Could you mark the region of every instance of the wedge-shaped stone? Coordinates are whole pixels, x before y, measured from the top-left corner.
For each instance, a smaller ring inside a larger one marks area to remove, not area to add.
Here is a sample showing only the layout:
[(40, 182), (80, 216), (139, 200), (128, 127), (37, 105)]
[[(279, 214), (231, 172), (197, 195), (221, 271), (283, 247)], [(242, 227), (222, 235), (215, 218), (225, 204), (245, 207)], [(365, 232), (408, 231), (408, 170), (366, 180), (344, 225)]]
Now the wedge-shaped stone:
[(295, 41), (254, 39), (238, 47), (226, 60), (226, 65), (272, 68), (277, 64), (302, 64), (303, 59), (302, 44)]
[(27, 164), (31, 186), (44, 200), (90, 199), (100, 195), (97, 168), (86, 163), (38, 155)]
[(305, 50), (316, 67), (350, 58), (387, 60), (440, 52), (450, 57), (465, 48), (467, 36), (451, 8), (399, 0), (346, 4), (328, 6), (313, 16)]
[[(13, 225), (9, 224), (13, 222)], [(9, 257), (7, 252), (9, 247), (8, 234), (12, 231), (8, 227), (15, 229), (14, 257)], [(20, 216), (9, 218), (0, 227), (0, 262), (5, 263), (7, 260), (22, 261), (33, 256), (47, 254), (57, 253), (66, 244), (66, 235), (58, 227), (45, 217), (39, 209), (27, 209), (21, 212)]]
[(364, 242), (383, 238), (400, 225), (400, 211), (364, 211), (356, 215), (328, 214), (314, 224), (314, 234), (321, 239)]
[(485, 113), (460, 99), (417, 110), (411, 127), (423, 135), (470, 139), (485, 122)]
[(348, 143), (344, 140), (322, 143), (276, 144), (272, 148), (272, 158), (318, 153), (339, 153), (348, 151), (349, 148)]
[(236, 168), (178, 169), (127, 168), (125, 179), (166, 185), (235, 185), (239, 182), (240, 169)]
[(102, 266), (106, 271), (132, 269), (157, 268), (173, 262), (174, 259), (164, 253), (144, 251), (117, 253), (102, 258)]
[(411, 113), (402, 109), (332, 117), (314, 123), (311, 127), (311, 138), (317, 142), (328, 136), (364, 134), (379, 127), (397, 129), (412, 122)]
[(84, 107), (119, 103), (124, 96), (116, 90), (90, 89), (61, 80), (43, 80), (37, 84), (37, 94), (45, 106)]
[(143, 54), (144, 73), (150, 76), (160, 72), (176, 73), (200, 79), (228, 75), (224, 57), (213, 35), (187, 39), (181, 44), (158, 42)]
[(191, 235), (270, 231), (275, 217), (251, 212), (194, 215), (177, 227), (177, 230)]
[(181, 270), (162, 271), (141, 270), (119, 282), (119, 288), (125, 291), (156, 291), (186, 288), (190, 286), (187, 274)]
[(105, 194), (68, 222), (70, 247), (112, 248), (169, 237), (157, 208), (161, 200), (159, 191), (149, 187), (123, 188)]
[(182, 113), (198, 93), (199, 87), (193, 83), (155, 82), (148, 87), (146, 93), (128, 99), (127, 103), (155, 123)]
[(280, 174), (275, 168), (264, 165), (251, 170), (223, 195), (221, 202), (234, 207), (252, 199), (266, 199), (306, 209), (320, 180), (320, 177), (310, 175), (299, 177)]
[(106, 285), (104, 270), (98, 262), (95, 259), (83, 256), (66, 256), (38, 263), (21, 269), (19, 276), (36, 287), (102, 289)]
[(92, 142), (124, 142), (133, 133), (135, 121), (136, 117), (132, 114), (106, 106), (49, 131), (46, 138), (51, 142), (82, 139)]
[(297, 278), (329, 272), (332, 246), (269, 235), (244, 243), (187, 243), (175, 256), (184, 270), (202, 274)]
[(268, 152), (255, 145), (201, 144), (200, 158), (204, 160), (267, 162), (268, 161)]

> Set task:
Give the material again from its first line through the line with "For each instance, a", switching "instance" to "occurrence" and leaving everything else unchanged.

> Task solution:
Could you mark the region of every occurrence of the wedge-shaped stone? Coordinates are whole pixels, x before y, measured from the top-left corner.
For each occurrence, a smaller ring inside a larger one marks area to remove, not area to add.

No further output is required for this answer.